■ **KUTIPAN SUMBER**
--------------------------------

Berpedoman kepada Al-Hadits
untuk diamalkan dan menganjurkan orang lain untuk maksud yang sama, adalah
suatu kewajiban. Agar kewajiban tersebut, dapat dipenuhi dengan saksama dalam
memilih Hadits shahih dan hasan, untuk diamalkan dan meneliti Hadits dla’if
dengan segala ragamnya, untuk ditinggalkan, sudah barang tentu memerlukan suatungetahuan
yang disebut Ilmu Hadits atau yang lebih dikenal dengan nama Mushthalahul Hadits.
Benarkah Hadits Rasulullah itu
ada yang dla’if (lemah), sebagaimana dikemukakan oleh para Muhadditsin,
sehingga tidak dapat digunakan pedoman beramal? Kalau demikian halnya, apakah
kita diperintahkan berpedoman kepada pedoman yang tidak kokoh? Al-Qur’an adalah
Kitabullah yang berisikan perintah-perintah dan larangan-larangan yang ditujukan
kepada hamba-Nya. Ia sebagai petunjuk dan penjelasan. Sedang Hadits Rasulullah saw
adalah sebagai penjelasan Al-Qur’an, Seperti firman Allah Ta’ ala:
“Dan Kami telah menurunkan Al-Qur’an kepadamu, agar engkau
jelaskan kepada umat manusia, apa yang telah diturunkan kepada mereka, dan
mudah-mudahan mereka pada memikirkan.” (An-Nahl: 44)
Dengan demikian, pribadi
Rasulullah saw sendiri merupakan sarana (media) yang berfungsi untuk
menjelaskan Al-Qur’an (mubaiyin), baik dengan sabdanya, tindakannya, akhlaqnya,
dan bahkan segala gerak-geriknya, beliau tidak bersabda hanya sekadar dorongan
hawa nafsunya, melainkan sabdanya itu berdasarkan wahyu Allah, sebagaimana
difirmankan Allah dalam An-Najm: 3 dan 4:
“Dan dia bukan berkata atas kemauannya (hawa nafsunya) sendiri,
melainkan apa yang diwahyukan kepadanya sajalah (yang disampaikannya itu).” (An-Najm:
3-4)

--------------------------------

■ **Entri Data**
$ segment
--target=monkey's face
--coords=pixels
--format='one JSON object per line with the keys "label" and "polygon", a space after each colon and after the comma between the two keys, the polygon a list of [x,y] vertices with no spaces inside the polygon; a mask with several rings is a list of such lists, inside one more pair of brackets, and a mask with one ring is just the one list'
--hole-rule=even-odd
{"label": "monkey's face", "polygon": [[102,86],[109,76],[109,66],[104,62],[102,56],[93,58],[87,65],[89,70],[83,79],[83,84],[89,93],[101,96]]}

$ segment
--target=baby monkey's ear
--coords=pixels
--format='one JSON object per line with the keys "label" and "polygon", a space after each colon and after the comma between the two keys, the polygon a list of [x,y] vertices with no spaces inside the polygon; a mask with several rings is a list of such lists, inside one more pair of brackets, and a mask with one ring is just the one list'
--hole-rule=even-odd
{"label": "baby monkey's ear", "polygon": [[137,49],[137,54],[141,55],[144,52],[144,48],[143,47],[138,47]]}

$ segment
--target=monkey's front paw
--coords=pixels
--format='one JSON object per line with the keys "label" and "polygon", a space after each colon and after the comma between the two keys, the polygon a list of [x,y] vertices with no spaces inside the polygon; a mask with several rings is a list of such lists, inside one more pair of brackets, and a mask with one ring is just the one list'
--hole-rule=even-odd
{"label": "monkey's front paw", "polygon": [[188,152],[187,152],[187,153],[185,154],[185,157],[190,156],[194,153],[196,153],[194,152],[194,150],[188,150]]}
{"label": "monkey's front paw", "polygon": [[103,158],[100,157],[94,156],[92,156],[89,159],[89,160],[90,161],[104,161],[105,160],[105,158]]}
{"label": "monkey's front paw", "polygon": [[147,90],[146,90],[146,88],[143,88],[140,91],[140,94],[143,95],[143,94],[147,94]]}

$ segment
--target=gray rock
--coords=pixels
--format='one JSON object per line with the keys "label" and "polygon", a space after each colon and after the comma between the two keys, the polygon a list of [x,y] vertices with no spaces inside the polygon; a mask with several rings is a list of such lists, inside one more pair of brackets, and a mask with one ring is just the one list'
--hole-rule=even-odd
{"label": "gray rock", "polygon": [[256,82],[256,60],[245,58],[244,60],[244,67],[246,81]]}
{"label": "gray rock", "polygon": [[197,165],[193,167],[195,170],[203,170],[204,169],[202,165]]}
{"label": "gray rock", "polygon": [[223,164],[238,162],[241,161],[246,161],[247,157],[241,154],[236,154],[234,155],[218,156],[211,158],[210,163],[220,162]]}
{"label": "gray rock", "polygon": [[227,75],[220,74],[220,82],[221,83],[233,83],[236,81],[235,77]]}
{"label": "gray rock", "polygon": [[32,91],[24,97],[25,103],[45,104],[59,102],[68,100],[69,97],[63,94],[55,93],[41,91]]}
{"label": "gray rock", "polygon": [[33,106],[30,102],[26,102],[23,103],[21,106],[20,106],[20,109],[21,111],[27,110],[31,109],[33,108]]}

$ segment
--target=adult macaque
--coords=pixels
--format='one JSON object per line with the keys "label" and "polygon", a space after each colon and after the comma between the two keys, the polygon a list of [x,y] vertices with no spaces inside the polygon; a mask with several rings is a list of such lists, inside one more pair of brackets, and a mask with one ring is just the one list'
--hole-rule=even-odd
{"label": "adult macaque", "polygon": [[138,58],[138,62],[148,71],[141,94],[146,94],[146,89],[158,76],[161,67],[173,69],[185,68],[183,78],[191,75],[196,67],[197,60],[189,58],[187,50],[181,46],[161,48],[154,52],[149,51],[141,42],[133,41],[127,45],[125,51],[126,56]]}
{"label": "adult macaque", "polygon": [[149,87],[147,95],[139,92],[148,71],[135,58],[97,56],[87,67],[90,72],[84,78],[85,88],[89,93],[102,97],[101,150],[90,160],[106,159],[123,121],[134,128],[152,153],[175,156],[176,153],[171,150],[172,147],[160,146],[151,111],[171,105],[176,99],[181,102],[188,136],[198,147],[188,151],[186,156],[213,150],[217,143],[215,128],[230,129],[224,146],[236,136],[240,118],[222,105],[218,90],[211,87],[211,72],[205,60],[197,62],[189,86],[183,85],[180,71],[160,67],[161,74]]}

--------------------------------

■ **YANG PERLU DIKERJAKAN**
**a.** Bisakah Anda menghimpun setiap baris dalam daftar yang memuat kata "target"?
**b.** Teruskan teks tentang Hadits sebagai penjelas Al-Qur'an, mulai setelah kalimat terakhirnya.

■ **HASIL TIAP TUGAS**
**a.**
--target=monkey's face
--target=baby monkey's ear
--target=monkey's front paw
--target=gray rock
--target=adult macaque

**b.**
Kalau para Muhadditsin
mensinyalir adanya Hadits dla’if, bukanlah kelemahannya itu terletak
semata-mata pada sabda, tindakan dan taqrir Nabi, melainkan terletak pada
segi-Segi yang lain, yaitu adanya kemungkinan Si pewarta (rawi)-nya salah
terima atau salah wedar, bahkan mungkin sekali salah pengakuan yakni ia mengaku
menyaksikan atau mendengar sendiri apa yang diwedarkannya, padahal tidak. Jadi,
adanya kemungkinan karakter pewedar (rawi) kurang bisa dipertanggungjawabkan.
Mengingat fungsinya ilmu Hadits
sangat menentukan terhadap pemakaian nash, sebagal pedoman beramal, sehingga
tak Sedikit para Ulama memberikan tanggapan ketentuan hukum mempelajari Ilmu
Hadits ini.
1. Imam Sufyan Saury berkata
sebagai berikut: “Saya tidak mengenal ilmu yang lebih utama bagi orang yang
berhasrat menundukkan wajahnya di hadapan Allah, selain daripada Ilmu Hadits.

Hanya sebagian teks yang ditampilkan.